» **DOCUMENT EXTRACT**:
========================

Linux kernel -stable discussions
 help / color / mirror / Atom feed
From: "Thomas Hellström" <thomas.hellstrom@linux.intel.com>
To: intel-xe@lists.freedesktop.org
Cc: "Thomas Hellström" <thomas.hellstrom@linux.intel.com>,
	"Matthew Brost" <matthew.brost@intel.com>,
	"Tomasz Lis" <tomasz.lis@intel.com>,
	"Rodrigo Vivi" <rodrigo.vivi@intel.com>,
	stable@vger.kernel.org
Subject: [PATCH 2/5] drm/xe/guc: Don't ban LR VM exec queues on PM suspend
Date: Fri, 22 May 2026 18:43:52 +0200	[thread overview]
Message-ID: <20260522164355.2773-3-thomas.hellstrom@linux.intel.com> (raw)

========================

» **MATERIAL SUPPLIED**:
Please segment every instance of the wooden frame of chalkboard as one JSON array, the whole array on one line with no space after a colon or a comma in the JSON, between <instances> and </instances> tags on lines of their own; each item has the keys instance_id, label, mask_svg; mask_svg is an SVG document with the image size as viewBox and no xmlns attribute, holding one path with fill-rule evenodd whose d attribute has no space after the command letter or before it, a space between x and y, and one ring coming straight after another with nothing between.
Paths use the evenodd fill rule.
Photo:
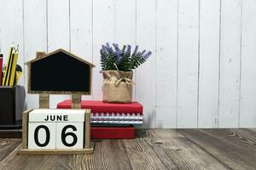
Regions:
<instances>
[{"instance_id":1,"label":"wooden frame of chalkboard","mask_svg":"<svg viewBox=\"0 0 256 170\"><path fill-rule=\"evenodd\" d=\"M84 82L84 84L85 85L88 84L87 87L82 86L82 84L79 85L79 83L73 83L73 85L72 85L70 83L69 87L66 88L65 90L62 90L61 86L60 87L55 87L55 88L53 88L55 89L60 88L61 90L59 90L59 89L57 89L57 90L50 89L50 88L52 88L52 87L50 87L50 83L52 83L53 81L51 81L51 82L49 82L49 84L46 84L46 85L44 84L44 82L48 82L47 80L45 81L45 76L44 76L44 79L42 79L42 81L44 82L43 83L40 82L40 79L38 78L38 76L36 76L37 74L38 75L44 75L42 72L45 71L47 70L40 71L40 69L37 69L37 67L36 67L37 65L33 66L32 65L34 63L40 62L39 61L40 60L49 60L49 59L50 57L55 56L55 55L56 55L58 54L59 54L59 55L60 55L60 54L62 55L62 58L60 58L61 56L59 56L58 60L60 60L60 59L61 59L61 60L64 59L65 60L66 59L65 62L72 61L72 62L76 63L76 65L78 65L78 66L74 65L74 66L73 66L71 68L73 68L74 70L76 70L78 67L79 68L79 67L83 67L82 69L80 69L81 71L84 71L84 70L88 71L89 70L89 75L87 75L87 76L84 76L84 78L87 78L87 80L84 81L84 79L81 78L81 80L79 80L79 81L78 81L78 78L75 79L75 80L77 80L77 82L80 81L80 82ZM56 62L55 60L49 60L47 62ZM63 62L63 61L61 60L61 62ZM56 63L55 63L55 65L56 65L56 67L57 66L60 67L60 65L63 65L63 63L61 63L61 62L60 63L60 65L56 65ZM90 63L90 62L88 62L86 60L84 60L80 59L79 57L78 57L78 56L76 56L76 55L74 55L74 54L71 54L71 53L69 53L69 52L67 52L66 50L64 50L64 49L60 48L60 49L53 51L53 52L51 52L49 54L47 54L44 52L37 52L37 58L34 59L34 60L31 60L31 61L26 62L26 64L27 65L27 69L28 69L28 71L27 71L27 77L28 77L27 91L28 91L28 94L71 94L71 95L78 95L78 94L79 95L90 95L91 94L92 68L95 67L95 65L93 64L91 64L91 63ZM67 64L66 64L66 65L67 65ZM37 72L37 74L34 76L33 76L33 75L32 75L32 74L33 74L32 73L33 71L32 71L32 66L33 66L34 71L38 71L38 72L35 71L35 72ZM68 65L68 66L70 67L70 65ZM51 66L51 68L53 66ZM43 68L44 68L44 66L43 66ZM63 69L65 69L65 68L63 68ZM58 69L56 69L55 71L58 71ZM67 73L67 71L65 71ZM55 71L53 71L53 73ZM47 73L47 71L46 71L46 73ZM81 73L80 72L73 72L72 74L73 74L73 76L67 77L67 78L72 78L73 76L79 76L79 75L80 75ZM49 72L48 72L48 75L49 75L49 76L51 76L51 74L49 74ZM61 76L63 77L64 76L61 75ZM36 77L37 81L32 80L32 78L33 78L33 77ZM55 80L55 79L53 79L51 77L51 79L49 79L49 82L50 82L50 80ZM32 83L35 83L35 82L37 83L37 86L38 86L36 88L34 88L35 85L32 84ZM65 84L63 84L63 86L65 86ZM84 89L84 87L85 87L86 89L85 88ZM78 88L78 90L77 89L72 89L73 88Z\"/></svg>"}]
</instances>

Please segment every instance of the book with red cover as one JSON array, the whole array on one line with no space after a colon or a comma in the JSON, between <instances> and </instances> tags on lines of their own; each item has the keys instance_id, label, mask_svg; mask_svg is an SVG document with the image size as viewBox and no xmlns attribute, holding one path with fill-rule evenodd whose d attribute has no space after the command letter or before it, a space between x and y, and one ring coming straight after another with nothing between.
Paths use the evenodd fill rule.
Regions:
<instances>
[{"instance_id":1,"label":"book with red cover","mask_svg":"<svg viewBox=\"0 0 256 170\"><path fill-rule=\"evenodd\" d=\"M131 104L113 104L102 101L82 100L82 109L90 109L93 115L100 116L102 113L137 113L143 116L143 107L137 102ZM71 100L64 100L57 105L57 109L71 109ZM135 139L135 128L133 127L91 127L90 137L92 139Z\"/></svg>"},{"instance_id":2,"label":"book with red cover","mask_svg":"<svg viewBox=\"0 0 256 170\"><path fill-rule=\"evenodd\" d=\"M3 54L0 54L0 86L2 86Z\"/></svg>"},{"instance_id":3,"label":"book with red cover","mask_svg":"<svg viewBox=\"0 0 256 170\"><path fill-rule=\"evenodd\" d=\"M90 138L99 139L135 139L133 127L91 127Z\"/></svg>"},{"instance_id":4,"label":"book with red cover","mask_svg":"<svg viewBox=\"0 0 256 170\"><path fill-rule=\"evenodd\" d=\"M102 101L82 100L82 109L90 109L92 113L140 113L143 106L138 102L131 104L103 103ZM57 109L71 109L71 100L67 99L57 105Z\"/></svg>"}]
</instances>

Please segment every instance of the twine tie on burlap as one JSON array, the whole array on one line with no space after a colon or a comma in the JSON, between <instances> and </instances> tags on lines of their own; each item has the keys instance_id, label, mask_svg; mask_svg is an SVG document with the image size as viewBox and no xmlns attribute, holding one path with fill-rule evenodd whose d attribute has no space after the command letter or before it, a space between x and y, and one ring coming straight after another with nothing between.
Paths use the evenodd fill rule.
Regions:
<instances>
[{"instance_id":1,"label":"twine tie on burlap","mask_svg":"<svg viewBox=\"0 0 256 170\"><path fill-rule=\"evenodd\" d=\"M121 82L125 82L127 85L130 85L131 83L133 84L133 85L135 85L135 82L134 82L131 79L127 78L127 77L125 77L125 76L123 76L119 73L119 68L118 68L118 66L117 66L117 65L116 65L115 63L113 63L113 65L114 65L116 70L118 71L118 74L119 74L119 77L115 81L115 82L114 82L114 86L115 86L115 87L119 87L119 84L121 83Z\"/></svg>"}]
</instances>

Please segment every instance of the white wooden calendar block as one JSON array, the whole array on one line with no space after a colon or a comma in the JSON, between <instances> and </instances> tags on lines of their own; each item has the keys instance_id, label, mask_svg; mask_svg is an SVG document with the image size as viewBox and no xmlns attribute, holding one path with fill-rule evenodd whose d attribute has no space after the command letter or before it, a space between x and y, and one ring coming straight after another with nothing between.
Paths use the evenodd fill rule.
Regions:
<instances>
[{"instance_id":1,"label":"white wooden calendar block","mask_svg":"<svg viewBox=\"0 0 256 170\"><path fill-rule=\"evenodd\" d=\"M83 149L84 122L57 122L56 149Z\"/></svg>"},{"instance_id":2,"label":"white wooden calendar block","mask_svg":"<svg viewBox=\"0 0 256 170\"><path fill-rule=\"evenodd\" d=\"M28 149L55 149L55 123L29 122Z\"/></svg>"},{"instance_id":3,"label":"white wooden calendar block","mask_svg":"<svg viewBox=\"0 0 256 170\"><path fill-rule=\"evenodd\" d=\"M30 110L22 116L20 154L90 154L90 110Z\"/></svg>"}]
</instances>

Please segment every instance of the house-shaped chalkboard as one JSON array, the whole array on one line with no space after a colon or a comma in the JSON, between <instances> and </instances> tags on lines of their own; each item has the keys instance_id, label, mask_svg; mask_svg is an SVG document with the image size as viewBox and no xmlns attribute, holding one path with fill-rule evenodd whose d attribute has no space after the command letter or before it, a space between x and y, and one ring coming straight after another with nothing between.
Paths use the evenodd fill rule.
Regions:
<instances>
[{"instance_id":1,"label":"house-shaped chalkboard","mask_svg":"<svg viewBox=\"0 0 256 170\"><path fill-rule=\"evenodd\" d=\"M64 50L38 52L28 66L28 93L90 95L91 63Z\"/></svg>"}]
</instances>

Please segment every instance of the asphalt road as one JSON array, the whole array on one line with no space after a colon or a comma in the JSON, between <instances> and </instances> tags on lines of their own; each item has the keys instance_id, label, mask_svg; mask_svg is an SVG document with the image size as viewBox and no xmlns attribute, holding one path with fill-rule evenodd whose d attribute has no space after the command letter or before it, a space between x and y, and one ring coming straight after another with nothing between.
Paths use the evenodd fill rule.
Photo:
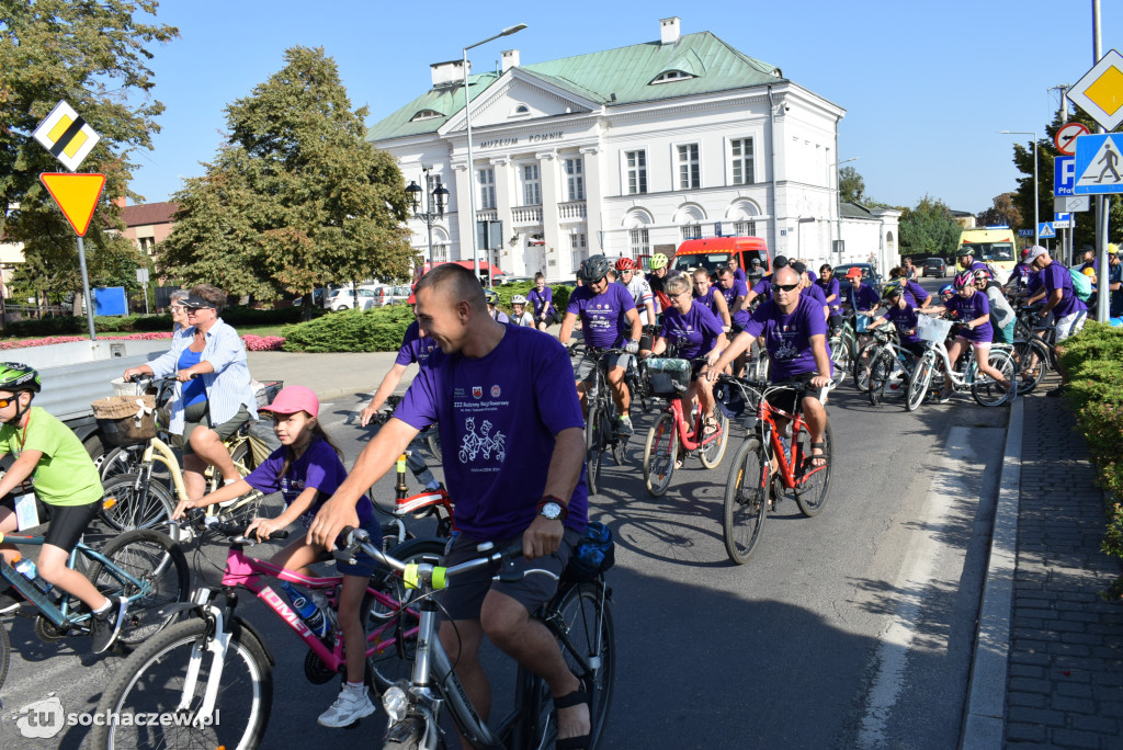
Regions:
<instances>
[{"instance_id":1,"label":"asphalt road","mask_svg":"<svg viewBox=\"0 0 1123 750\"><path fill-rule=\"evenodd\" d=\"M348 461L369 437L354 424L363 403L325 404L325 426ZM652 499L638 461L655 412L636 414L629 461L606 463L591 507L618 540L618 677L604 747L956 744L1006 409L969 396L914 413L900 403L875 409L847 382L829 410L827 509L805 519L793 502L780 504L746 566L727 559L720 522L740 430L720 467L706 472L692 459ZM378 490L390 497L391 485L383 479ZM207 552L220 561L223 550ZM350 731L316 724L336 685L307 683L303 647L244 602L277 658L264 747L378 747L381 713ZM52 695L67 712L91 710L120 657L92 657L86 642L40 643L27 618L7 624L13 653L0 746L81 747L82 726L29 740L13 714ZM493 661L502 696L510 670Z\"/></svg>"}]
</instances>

========================

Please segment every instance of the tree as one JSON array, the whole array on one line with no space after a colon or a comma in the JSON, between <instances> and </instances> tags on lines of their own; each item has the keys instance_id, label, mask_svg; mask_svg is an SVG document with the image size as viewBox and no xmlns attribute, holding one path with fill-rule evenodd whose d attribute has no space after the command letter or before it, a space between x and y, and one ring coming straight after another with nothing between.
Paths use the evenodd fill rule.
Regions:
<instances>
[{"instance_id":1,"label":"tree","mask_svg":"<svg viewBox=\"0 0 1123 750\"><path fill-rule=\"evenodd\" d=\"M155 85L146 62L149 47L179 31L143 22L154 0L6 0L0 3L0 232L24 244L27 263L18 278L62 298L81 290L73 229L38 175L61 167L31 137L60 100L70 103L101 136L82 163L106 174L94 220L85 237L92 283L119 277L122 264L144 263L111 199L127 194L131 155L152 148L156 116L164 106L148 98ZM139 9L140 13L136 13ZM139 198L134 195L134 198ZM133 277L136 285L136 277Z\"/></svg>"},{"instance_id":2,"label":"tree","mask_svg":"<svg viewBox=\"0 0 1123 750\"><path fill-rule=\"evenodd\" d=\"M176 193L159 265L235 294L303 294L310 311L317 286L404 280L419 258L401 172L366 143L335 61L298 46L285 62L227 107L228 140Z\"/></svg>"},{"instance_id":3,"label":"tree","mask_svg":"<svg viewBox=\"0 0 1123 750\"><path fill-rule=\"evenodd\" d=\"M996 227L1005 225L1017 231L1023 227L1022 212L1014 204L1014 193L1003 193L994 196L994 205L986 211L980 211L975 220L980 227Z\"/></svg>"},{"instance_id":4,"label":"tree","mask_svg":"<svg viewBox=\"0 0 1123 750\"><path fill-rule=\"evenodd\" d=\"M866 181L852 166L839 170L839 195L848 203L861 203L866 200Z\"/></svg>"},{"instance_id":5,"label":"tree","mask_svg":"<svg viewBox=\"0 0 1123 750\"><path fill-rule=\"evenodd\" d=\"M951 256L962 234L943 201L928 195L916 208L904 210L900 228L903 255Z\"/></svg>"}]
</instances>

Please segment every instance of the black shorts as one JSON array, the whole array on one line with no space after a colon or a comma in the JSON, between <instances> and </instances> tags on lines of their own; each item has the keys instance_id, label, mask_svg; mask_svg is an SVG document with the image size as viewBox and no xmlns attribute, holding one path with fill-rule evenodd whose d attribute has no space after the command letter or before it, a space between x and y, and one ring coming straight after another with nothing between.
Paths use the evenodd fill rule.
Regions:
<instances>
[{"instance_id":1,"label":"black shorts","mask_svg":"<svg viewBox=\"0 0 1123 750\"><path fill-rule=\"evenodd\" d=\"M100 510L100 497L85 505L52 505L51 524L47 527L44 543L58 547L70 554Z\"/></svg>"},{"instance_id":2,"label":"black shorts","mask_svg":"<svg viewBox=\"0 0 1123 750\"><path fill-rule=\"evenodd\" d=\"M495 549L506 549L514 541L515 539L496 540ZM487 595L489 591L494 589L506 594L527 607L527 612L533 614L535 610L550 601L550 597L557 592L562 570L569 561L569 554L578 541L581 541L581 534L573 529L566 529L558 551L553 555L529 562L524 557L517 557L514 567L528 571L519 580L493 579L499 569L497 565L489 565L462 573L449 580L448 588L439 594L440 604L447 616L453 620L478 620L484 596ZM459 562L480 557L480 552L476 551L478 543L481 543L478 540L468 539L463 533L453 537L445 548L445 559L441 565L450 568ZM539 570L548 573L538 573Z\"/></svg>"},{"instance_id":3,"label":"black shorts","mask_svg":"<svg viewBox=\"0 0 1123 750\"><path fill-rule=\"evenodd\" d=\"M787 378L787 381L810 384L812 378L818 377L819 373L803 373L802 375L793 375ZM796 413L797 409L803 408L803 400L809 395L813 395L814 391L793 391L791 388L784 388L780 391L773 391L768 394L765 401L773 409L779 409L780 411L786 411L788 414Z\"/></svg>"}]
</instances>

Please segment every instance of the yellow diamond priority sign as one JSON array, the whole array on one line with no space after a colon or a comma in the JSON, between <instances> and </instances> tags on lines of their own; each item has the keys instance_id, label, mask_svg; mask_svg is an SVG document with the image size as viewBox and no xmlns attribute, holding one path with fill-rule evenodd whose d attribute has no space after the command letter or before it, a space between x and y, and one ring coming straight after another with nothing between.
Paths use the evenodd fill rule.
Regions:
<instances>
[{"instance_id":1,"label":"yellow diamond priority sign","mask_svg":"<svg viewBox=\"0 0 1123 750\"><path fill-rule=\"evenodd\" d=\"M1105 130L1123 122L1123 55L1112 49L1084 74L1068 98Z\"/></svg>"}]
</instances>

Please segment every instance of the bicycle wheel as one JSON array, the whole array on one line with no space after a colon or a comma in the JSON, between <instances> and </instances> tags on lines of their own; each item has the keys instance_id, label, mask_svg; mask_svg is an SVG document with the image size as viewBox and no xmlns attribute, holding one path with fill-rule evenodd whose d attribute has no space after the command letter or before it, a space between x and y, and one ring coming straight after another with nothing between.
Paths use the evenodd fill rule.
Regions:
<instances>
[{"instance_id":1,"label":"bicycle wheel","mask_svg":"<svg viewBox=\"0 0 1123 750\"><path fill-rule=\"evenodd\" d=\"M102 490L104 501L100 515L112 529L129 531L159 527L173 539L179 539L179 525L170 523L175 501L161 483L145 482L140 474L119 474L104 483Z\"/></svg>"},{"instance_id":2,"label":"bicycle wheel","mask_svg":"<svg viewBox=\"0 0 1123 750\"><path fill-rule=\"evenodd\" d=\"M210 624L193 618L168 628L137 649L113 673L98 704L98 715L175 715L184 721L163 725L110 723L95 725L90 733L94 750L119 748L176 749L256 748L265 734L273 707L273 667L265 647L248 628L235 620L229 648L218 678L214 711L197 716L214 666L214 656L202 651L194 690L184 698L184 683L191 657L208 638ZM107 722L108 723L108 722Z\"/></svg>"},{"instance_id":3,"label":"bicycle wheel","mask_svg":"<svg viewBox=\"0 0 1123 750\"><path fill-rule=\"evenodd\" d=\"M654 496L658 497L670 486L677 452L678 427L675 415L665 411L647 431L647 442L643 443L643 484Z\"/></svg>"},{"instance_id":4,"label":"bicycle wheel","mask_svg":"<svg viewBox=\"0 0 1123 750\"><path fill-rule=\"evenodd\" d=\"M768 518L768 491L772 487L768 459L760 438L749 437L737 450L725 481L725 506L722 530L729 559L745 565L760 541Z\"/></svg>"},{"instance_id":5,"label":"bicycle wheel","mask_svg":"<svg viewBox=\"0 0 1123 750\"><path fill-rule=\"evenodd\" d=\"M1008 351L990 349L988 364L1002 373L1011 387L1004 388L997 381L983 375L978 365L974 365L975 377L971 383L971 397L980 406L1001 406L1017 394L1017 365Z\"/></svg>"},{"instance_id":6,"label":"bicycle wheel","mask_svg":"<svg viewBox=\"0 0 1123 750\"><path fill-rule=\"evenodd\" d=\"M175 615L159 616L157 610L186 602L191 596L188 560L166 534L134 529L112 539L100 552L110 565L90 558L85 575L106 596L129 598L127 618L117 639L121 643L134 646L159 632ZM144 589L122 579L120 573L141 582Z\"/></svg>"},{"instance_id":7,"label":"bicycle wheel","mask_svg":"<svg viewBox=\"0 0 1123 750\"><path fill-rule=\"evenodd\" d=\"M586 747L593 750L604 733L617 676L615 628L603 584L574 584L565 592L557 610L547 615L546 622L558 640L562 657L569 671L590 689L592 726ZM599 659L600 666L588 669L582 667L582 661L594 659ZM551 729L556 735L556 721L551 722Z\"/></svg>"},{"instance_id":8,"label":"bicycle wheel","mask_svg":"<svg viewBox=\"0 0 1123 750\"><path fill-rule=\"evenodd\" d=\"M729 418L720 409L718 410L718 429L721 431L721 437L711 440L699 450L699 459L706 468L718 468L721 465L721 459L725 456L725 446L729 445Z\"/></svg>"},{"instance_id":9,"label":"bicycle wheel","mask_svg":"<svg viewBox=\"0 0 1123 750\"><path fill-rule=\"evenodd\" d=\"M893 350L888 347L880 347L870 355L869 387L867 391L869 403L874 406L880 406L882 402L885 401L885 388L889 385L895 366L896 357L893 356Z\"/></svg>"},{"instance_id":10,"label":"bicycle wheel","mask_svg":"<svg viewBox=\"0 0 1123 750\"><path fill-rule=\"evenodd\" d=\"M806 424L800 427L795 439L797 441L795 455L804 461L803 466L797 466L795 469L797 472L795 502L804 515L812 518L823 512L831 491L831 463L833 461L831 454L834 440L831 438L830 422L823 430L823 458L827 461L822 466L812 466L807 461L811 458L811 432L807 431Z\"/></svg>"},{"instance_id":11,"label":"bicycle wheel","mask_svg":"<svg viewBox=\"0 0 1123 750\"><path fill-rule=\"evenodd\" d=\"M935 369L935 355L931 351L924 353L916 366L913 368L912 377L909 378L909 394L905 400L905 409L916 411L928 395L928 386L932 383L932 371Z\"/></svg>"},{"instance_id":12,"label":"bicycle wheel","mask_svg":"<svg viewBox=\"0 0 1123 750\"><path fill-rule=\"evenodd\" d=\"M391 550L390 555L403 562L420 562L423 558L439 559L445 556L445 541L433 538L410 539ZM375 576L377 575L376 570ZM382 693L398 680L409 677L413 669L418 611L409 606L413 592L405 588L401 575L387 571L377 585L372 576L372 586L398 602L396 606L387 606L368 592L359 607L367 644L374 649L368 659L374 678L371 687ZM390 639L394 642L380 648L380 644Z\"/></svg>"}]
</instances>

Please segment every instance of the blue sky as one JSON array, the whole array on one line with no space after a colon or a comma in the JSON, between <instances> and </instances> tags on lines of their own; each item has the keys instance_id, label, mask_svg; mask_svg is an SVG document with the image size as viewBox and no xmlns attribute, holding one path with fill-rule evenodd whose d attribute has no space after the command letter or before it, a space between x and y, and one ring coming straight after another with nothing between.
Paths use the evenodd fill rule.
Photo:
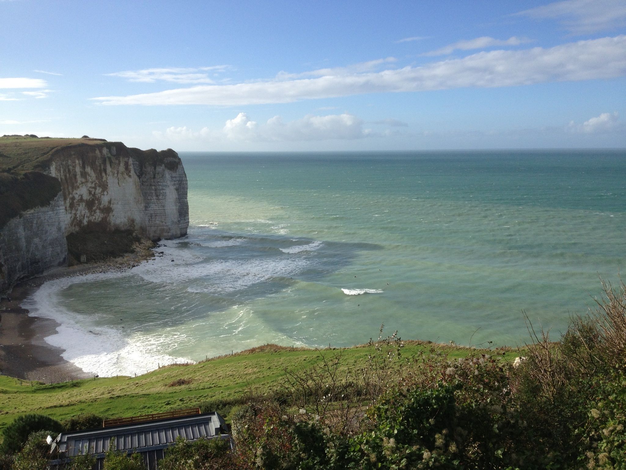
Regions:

========================

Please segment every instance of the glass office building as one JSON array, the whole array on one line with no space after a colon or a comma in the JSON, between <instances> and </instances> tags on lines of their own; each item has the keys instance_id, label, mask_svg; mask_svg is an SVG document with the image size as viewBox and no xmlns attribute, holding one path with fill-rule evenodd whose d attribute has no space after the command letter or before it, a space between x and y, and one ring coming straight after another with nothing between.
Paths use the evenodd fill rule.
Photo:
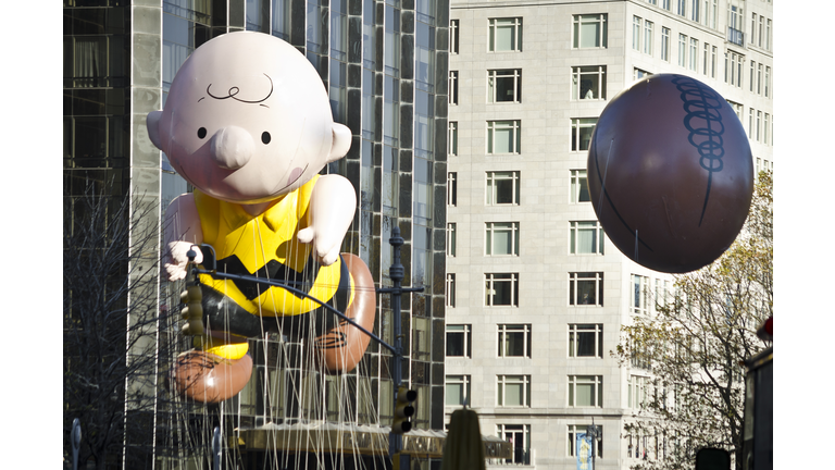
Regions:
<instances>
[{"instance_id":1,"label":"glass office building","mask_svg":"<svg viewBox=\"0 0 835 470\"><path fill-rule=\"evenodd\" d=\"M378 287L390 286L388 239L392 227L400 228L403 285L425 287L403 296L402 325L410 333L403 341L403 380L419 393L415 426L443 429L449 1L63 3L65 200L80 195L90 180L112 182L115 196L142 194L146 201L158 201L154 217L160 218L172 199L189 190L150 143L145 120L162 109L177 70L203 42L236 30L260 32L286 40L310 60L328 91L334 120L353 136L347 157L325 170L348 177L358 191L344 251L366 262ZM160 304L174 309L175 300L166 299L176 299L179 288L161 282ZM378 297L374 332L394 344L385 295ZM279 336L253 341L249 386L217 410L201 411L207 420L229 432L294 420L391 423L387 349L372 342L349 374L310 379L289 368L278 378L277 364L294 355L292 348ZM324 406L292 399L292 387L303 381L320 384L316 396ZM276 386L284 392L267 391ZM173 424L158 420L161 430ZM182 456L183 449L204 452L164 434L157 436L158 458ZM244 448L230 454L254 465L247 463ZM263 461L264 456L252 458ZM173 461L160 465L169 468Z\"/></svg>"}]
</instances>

========================

» **REQUIREMENT A**: In the patch header, which mailing list address appears in the To line?
» **REQUIREMENT B**: List every person named in the Cc field of the patch header.

» **RESULT A**: intel-xe@lists.freedesktop.org

» **RESULT B**: Thomas Hellström, Matthew Brost, Tomasz Lis, Rodrigo Vivi